La ambientación realista, los diálogos, el transcurrir cotidiano de la escena son un trampantojo. Algo que al mismo tiempo que oculta deja ver, como Las Meninas de Velázquez. Se crea una sensación de realidad cuando realmente estamos en un espacio imaginario. No hay trama, no hay bar y, como en el cuadro del pintor, no hay meninas. Estamos en el mismo centro del universo del escritor, un universo sofisticado donde ficción, personaje y pensamiento se entrecruzan y confunden a cada paso.

Por eso, si uno se ciñe al plano realista, el espectador puede perderse. Los personajes persiguen una quimera extraña, críptica. No sabemos qué les ha pasado, qué piensan, qué persiguen. Todo se vuelve un tanto irreal, distante. Pero, en ese trampantojo, Mayorga va dejando pistas para que el espectador le acompañe, migas que nos alertan de que el plano de realidad ha basculado.

Por ejemplo, durante la pieza se harán referencias a obras anteriores del autor. Incluso algunas muy explícitas. Se hace referencia a La colección (2024), María Luisa (2023), La gran cacería (2023), El Golem (2022), Intensamente azules (2018), Reikiavik (2015), El cartógrafo (2009) y El gordo y el flaco (2001). Pero la función de la autorreferencia no es el artificio, sino delimitar el imaginario del universo que habita el personaje. El bar está habitado por fantasmas que son las propias ficciones que Mayorga ha ido creando en estos últimos 25 años. Es interesante que este texto que acaba de estrenar Mayorga, si bien ha ido rescribiéndolo, fue escrito en 2010. Está en el centro de todo su teatro del siglo XXI.

* _EXTRACTO DE DATOS_
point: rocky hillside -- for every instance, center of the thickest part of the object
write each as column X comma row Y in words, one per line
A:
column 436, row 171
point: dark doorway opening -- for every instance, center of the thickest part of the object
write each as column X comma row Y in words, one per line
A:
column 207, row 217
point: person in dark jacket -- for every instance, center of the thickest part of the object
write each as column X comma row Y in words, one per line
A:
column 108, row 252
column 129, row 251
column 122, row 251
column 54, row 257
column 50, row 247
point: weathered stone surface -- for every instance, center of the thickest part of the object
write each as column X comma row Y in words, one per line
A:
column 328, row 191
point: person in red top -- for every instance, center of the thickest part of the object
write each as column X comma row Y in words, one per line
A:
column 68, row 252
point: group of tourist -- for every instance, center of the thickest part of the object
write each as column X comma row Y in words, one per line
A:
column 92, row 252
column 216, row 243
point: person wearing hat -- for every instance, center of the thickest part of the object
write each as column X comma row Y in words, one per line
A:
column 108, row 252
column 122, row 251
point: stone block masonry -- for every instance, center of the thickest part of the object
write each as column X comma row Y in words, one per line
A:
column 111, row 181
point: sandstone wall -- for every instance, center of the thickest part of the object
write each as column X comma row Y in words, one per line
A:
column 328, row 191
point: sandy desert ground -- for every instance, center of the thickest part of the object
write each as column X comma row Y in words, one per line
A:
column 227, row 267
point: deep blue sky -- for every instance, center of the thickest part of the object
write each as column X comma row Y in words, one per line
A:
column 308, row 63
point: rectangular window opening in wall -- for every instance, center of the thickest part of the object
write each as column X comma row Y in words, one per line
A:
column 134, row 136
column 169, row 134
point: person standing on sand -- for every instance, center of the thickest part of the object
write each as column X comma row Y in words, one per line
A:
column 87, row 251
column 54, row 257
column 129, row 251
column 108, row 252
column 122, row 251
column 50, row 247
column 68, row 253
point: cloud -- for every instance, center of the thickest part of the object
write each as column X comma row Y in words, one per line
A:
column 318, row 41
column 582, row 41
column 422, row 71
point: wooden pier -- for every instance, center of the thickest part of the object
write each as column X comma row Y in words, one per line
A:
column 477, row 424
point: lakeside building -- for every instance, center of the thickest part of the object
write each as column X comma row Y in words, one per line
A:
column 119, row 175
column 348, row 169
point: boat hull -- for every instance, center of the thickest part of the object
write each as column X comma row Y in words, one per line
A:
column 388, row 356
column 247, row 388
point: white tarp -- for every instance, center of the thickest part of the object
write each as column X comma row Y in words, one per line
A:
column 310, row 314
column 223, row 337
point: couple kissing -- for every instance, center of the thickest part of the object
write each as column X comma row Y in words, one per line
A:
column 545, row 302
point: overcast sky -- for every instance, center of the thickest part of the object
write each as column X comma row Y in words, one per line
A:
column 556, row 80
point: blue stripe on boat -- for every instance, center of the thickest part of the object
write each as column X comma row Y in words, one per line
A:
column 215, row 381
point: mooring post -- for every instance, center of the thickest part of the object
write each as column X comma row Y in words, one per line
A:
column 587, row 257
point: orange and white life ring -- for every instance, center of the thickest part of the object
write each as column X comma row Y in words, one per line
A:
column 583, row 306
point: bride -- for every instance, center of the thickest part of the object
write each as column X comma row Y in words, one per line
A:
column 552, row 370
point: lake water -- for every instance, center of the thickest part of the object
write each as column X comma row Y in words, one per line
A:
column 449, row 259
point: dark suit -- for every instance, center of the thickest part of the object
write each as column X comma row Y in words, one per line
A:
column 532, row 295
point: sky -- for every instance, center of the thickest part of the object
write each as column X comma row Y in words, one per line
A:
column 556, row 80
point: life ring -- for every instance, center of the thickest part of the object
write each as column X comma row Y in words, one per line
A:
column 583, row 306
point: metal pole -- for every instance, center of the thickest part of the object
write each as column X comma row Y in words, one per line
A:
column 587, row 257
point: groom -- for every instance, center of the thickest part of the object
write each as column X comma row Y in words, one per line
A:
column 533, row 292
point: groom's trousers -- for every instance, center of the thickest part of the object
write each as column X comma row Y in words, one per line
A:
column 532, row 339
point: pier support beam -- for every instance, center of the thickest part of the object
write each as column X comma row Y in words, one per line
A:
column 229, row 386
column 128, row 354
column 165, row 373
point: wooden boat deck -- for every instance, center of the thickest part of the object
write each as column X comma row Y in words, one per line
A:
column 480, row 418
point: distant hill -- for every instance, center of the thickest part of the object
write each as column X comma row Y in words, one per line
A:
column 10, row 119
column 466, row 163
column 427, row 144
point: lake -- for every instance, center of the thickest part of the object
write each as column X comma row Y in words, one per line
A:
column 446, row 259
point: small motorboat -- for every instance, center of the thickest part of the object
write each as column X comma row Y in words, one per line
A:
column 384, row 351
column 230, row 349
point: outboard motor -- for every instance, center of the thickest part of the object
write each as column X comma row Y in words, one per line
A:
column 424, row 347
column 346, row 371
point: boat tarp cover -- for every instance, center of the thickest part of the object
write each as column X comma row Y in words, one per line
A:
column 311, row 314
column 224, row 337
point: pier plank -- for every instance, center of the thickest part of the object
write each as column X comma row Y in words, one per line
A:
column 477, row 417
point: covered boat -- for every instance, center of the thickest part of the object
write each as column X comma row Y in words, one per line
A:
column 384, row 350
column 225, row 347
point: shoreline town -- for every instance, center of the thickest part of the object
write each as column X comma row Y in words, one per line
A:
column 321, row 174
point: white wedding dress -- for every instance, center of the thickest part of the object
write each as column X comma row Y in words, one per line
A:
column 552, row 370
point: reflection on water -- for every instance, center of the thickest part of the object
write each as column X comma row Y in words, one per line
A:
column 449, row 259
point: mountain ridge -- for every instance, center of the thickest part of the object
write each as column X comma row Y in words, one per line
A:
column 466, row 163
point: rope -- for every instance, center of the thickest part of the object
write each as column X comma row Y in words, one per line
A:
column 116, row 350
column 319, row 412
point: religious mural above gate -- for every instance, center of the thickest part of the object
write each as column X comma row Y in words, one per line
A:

* _EJERCICIO 1_
Responde estas preguntas con la información del texto sobre la obra de Mayorga.
(a) ¿Con qué cuadro se compara el trampantojo de la escena?
(b) ¿Qué va dejando Mayorga para que el espectador le acompañe?
(c) ¿En qué año fue escrito el texto que acaba de estrenar Mayorga?
* _EJERCICIO 2_
Indica si cada afirmación concuerda con el texto sobre la obra de Mayorga y cita las palabras que lo deciden.
(a) La pieza tiene una trama clara.
(b) El cartógrafo figura entre las obras anteriores a las que se hace referencia.
(c) La función de la autorreferencia es el artificio.
* _EJERCICIO 3_
Retoma el texto sobre la obra de Mayorga y continúalo desde su última oración.

* _RESPUESTA ESCRITA 1_
(a) Con Las Meninas de Velázquez.
(b) Pistas, migas que alertan de que el plano de realidad ha basculado.
(c) En 2010.

* _RESPUESTA ESCRITA 2_
(a) No: «No hay trama, no hay bar».
(b) Sí: «El cartógrafo (2009)».
(c) No: «la función de la autorreferencia no es el artificio, sino delimitar el imaginario del universo que habita el personaje».

* _RESPUESTA ESCRITA 3_
Natalia Hernández y Javier Gutiérrez, en una escena de 'Los yugoslavos'

Otra clave es el personaje de la mujer, Ángela, que es un trasunto del personaje de Blanca de El cartógrafo, aquella mujer que buscaba el viejo mapa del gueto de Varsovia que un cartógrafo diseñó para preservar la memoria de su pueblo. En Los Yugoslavos, Ángela persigue a través de un mapa algo que también está relacionado con la historia, pero de manera mucho más tangencial. No es la historia vivida, sino aquella de un país que fue pero ya no existe, de un país que, de pronto, se sumergió en un baño de sangre hasta su propia destrucción. Ángela persigue un bar de unos yugoslavos que no le pertenece, que tampoco se sabe si realmente existe pero que, cuando supo de él, cayó en un abismo de depresión y desconexión con su realidad circundante.

Es definitorio que el personaje femenino de la historia esté atravesado también por una de las constantes del pensamiento de este autor: su preocupación por cómo la historia incide sobre el ser humano. Cómo las cámaras de gas, la bomba atómica o la guerra civil, aunque no vividas por los hombres del presente, nos determinan y conforman. Esta obra no trata sobre la soledad actual de las mujeres perdidas en paisajes urbanos, que también, sino sobre este autor que lleva desde su primera obra escrita a finales de los ochenta intentando entender quién es en este mundo, un mundo con dos polos irresolubles, irreconciliables: el de la sangrienta historia del ser humano frente a las epopeyas individuales llenas de esperanza, lucha y dignidad.

Al final, el epicentro de la función recae sobre el personaje de Javier Gutiérrez, que es como ese fantasma que hace de nosotros cuando soñamos, que es el propio Mayorga soñado por él mismo. Gutiérrez, Martín el camarero, ve todo su universo zozobrar y acaba sentado, casi derrotado, en la silla, como aquel grabado de Goya en que los sueños producían monstruos. Ahí está el momento revelador de la obra, donde vemos a un Mayorga agotado ante un mundo que se desintegra a su alrededor. Cansado de perseguir quimeras, de caer en abismos lejanos que, aun así, lo afectan sobremanera, impotente al no poder hacer felices a quienes tiene cerca, obsesionado por cuidar al otro y abrumado por un mundo de ficciones y fantasmas que lo gobiernan.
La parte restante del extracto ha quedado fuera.